List each line of the data in which the string "seam" appears.

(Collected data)
****

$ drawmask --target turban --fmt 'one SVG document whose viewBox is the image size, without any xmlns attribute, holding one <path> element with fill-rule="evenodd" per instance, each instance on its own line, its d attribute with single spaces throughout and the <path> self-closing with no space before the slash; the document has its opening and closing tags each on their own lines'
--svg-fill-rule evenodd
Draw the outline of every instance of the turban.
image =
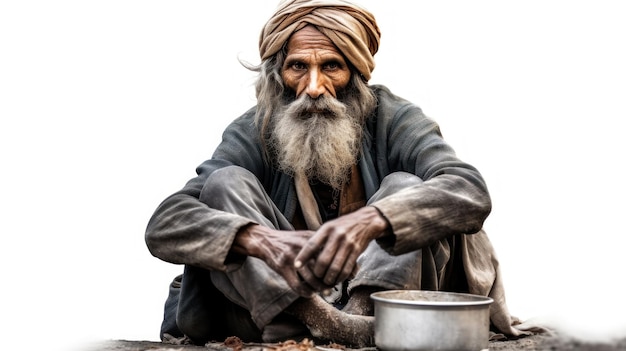
<svg viewBox="0 0 626 351">
<path fill-rule="evenodd" d="M 317 27 L 366 80 L 370 79 L 380 30 L 369 11 L 344 0 L 281 1 L 261 32 L 261 60 L 280 51 L 293 33 L 308 24 Z"/>
</svg>

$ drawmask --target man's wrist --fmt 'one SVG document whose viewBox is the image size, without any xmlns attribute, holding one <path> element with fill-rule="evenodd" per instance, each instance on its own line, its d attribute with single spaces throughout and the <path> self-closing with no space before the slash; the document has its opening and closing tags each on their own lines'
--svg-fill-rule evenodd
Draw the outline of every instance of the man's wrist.
<svg viewBox="0 0 626 351">
<path fill-rule="evenodd" d="M 233 240 L 233 245 L 231 246 L 231 251 L 238 255 L 244 256 L 254 256 L 257 257 L 258 253 L 256 253 L 254 245 L 254 227 L 259 226 L 255 223 L 250 223 L 245 225 L 239 229 L 237 234 L 235 234 L 235 240 Z"/>
<path fill-rule="evenodd" d="M 378 238 L 382 238 L 384 236 L 388 236 L 388 235 L 392 235 L 393 234 L 393 230 L 391 229 L 391 223 L 389 222 L 389 220 L 387 219 L 387 217 L 385 217 L 385 215 L 383 214 L 383 212 L 376 206 L 368 206 L 373 208 L 376 211 L 376 226 L 377 228 L 379 228 L 379 230 L 377 231 L 377 235 L 375 237 L 375 239 Z"/>
</svg>

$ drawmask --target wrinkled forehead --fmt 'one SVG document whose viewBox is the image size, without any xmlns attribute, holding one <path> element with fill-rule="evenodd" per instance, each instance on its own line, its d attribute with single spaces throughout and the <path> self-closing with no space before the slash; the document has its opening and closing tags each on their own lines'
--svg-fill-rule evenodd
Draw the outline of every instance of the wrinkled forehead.
<svg viewBox="0 0 626 351">
<path fill-rule="evenodd" d="M 316 50 L 318 52 L 340 55 L 345 54 L 324 33 L 314 25 L 306 25 L 294 32 L 285 43 L 288 54 L 297 54 L 301 51 Z"/>
</svg>

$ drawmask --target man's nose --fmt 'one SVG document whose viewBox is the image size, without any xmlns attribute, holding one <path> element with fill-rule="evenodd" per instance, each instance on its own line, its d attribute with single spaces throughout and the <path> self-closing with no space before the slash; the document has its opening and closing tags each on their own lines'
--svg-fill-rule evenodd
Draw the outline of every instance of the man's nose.
<svg viewBox="0 0 626 351">
<path fill-rule="evenodd" d="M 318 69 L 309 71 L 309 81 L 307 82 L 305 93 L 312 99 L 317 99 L 326 93 L 326 82 L 324 75 L 320 74 Z"/>
</svg>

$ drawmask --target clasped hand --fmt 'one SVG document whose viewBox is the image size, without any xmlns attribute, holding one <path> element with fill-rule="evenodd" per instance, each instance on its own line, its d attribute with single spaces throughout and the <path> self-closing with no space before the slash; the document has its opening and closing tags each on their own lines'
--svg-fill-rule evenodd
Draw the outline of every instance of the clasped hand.
<svg viewBox="0 0 626 351">
<path fill-rule="evenodd" d="M 236 243 L 247 247 L 239 252 L 264 260 L 300 296 L 310 296 L 353 275 L 359 255 L 387 226 L 377 209 L 363 207 L 324 223 L 317 231 L 285 233 L 255 225 Z"/>
</svg>

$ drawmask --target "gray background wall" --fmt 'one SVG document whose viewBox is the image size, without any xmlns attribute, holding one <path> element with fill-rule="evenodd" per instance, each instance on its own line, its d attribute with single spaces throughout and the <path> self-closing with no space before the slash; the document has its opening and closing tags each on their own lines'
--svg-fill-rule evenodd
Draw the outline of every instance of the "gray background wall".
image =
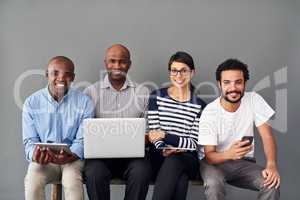
<svg viewBox="0 0 300 200">
<path fill-rule="evenodd" d="M 1 0 L 0 200 L 23 199 L 24 195 L 27 162 L 21 141 L 21 109 L 14 99 L 16 80 L 30 69 L 44 70 L 50 57 L 65 55 L 76 63 L 75 83 L 95 82 L 104 51 L 113 43 L 129 47 L 130 75 L 140 83 L 153 81 L 161 86 L 167 82 L 167 61 L 177 50 L 193 55 L 198 66 L 195 85 L 215 84 L 215 66 L 228 57 L 240 58 L 250 66 L 249 90 L 269 78 L 270 86 L 259 93 L 282 116 L 273 121 L 281 199 L 299 199 L 299 13 L 296 0 Z M 282 71 L 278 85 L 273 74 L 285 66 L 288 79 Z M 22 101 L 45 84 L 40 75 L 27 77 L 19 90 Z M 207 101 L 216 96 L 209 86 L 200 91 Z M 288 95 L 276 99 L 286 91 Z M 261 147 L 256 155 L 263 164 Z M 113 187 L 112 199 L 121 199 L 122 189 Z M 190 187 L 188 199 L 204 199 L 202 193 L 203 188 Z M 227 199 L 255 196 L 255 192 L 228 187 Z"/>
</svg>

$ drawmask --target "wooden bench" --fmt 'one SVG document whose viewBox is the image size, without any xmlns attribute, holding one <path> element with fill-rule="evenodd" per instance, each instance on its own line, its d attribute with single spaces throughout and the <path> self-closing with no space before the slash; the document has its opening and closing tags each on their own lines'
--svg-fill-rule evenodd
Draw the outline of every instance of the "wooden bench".
<svg viewBox="0 0 300 200">
<path fill-rule="evenodd" d="M 121 179 L 112 179 L 110 182 L 111 185 L 125 185 L 125 181 Z M 203 186 L 201 180 L 191 180 L 189 181 L 191 185 Z M 152 182 L 151 185 L 154 185 Z M 51 184 L 51 200 L 62 200 L 62 185 L 61 183 Z"/>
</svg>

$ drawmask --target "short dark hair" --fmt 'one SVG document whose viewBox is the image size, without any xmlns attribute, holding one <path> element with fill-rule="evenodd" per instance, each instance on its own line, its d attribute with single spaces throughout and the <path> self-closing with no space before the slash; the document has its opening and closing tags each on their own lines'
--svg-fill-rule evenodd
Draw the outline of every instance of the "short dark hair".
<svg viewBox="0 0 300 200">
<path fill-rule="evenodd" d="M 192 56 L 186 52 L 178 51 L 174 55 L 171 56 L 169 63 L 168 63 L 168 70 L 171 70 L 171 65 L 173 62 L 180 62 L 186 64 L 190 70 L 194 70 L 194 60 Z"/>
<path fill-rule="evenodd" d="M 238 59 L 230 58 L 221 63 L 216 70 L 216 79 L 217 81 L 221 81 L 221 73 L 222 71 L 227 70 L 240 70 L 243 72 L 245 81 L 249 80 L 249 70 L 248 66 L 239 61 Z"/>
<path fill-rule="evenodd" d="M 75 70 L 75 65 L 74 65 L 73 61 L 70 58 L 66 57 L 66 56 L 55 56 L 55 57 L 53 57 L 49 60 L 48 65 L 52 61 L 64 62 L 64 63 L 66 63 L 67 65 L 69 65 L 71 67 L 73 72 Z"/>
</svg>

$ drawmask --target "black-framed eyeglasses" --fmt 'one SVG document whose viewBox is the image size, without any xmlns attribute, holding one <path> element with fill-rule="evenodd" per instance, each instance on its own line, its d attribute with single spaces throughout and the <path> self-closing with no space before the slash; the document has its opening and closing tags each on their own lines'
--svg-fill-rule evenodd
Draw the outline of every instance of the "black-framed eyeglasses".
<svg viewBox="0 0 300 200">
<path fill-rule="evenodd" d="M 170 76 L 177 76 L 178 73 L 182 76 L 187 76 L 191 73 L 191 70 L 188 70 L 188 69 L 182 69 L 182 70 L 170 69 L 169 73 L 170 73 Z"/>
</svg>

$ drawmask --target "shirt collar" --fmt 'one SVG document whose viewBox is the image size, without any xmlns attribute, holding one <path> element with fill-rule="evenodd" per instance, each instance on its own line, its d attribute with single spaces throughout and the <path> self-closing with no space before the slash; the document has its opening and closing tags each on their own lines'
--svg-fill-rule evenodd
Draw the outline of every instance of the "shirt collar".
<svg viewBox="0 0 300 200">
<path fill-rule="evenodd" d="M 64 97 L 60 100 L 60 102 L 57 102 L 57 101 L 52 97 L 52 95 L 50 94 L 50 92 L 49 92 L 49 84 L 47 84 L 47 86 L 44 88 L 44 93 L 46 94 L 47 99 L 48 99 L 50 102 L 61 103 L 61 102 L 63 102 L 63 101 L 67 98 L 67 96 L 70 95 L 71 90 L 72 90 L 72 88 L 70 87 L 70 88 L 68 89 L 67 94 L 64 95 Z"/>
<path fill-rule="evenodd" d="M 128 77 L 126 77 L 125 83 L 123 84 L 121 90 L 125 90 L 128 87 L 136 87 L 136 84 L 134 82 L 132 82 Z M 111 85 L 107 74 L 105 75 L 103 81 L 101 81 L 100 88 L 113 89 L 113 86 Z"/>
</svg>

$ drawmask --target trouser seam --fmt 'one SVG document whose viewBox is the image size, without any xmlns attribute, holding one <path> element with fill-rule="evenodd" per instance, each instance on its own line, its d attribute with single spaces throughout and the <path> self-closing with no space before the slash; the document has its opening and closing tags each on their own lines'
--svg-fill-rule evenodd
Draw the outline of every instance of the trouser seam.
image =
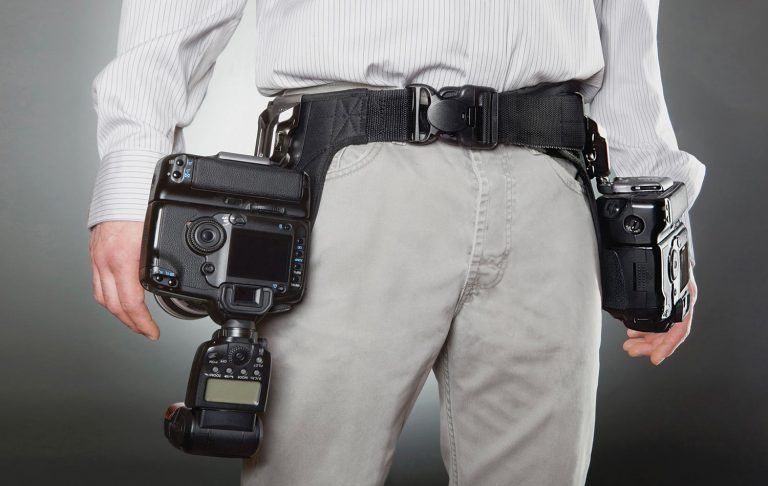
<svg viewBox="0 0 768 486">
<path fill-rule="evenodd" d="M 480 257 L 482 256 L 482 247 L 486 233 L 486 205 L 488 202 L 488 181 L 485 177 L 485 173 L 480 167 L 480 162 L 476 161 L 472 151 L 469 151 L 469 157 L 472 165 L 472 173 L 477 181 L 477 198 L 475 204 L 475 228 L 474 237 L 472 238 L 472 249 L 469 256 L 469 268 L 467 269 L 467 275 L 464 279 L 464 285 L 462 285 L 461 292 L 459 294 L 458 302 L 454 308 L 453 315 L 456 316 L 467 299 L 472 295 L 477 285 L 478 278 L 478 266 L 480 263 Z"/>
<path fill-rule="evenodd" d="M 459 486 L 459 466 L 458 466 L 458 452 L 456 447 L 456 433 L 453 425 L 453 409 L 451 406 L 451 374 L 448 368 L 450 367 L 450 352 L 446 346 L 445 355 L 443 358 L 443 381 L 445 382 L 445 416 L 446 425 L 448 427 L 448 449 L 450 451 L 450 467 L 451 476 L 454 479 L 454 486 Z"/>
<path fill-rule="evenodd" d="M 504 278 L 504 272 L 507 268 L 507 260 L 512 249 L 512 208 L 514 207 L 517 194 L 512 190 L 514 177 L 510 168 L 509 159 L 504 157 L 502 160 L 502 170 L 504 172 L 504 201 L 505 201 L 505 228 L 504 228 L 504 251 L 498 256 L 486 256 L 487 261 L 493 262 L 498 268 L 493 280 L 482 285 L 475 285 L 474 288 L 489 289 L 495 287 Z"/>
</svg>

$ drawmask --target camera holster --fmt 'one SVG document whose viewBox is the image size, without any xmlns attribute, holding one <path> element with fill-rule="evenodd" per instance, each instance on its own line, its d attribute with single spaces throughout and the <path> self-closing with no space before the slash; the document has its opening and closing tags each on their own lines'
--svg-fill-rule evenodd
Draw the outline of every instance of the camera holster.
<svg viewBox="0 0 768 486">
<path fill-rule="evenodd" d="M 166 412 L 170 442 L 226 457 L 258 449 L 271 366 L 255 323 L 302 300 L 326 172 L 348 145 L 446 140 L 486 150 L 525 146 L 568 159 L 593 216 L 603 308 L 641 330 L 665 331 L 680 318 L 687 309 L 682 184 L 662 181 L 652 190 L 655 179 L 610 182 L 606 140 L 585 116 L 576 88 L 498 93 L 411 85 L 280 96 L 259 117 L 255 157 L 161 159 L 144 226 L 141 282 L 171 315 L 209 315 L 222 326 L 198 348 L 185 403 Z M 592 179 L 604 194 L 598 200 Z"/>
</svg>

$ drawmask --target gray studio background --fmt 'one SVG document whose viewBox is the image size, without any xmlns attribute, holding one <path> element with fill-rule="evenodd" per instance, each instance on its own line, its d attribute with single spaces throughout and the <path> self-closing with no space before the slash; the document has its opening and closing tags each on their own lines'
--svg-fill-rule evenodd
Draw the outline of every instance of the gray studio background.
<svg viewBox="0 0 768 486">
<path fill-rule="evenodd" d="M 253 7 L 187 132 L 192 152 L 252 150 L 263 105 L 242 65 Z M 237 461 L 184 455 L 161 430 L 214 326 L 155 307 L 162 338 L 150 343 L 91 299 L 90 83 L 114 53 L 119 10 L 0 2 L 0 482 L 236 484 Z M 766 18 L 758 0 L 663 2 L 667 101 L 681 146 L 708 169 L 692 213 L 700 300 L 688 342 L 660 368 L 626 357 L 623 328 L 605 319 L 590 485 L 757 485 L 768 474 Z M 446 478 L 429 381 L 389 484 Z"/>
</svg>

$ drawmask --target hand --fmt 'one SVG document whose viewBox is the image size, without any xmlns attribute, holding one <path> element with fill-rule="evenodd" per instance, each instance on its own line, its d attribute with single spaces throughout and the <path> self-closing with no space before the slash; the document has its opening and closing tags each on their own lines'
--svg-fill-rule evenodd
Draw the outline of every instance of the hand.
<svg viewBox="0 0 768 486">
<path fill-rule="evenodd" d="M 698 288 L 693 278 L 693 269 L 690 271 L 690 280 L 688 282 L 688 292 L 691 295 L 691 305 L 688 313 L 683 317 L 682 322 L 676 322 L 664 333 L 640 332 L 633 329 L 627 329 L 629 339 L 624 341 L 624 351 L 633 358 L 638 356 L 650 356 L 651 363 L 658 366 L 668 356 L 675 352 L 680 344 L 685 341 L 691 332 L 691 321 L 693 319 L 693 306 L 696 303 Z"/>
<path fill-rule="evenodd" d="M 93 228 L 93 296 L 131 330 L 156 341 L 160 329 L 144 304 L 144 288 L 139 283 L 143 226 L 137 221 L 106 221 Z"/>
</svg>

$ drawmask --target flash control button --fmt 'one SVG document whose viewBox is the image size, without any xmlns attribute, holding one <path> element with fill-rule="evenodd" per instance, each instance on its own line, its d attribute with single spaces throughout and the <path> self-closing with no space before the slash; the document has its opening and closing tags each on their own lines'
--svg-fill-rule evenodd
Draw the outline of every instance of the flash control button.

****

RESULT -
$ drawmask --target trouser seam --fmt 'one SVG document whose viewBox is the image size, without any xmlns attribute, holding one <path> element with fill-rule="evenodd" per instance, each instance on its own line, its d attribute with single spaces throughout and the <path> self-closing with no space before the slash; the document has its opening and closing tags each on their own lines'
Draw the outline of every instance of the trouser seam.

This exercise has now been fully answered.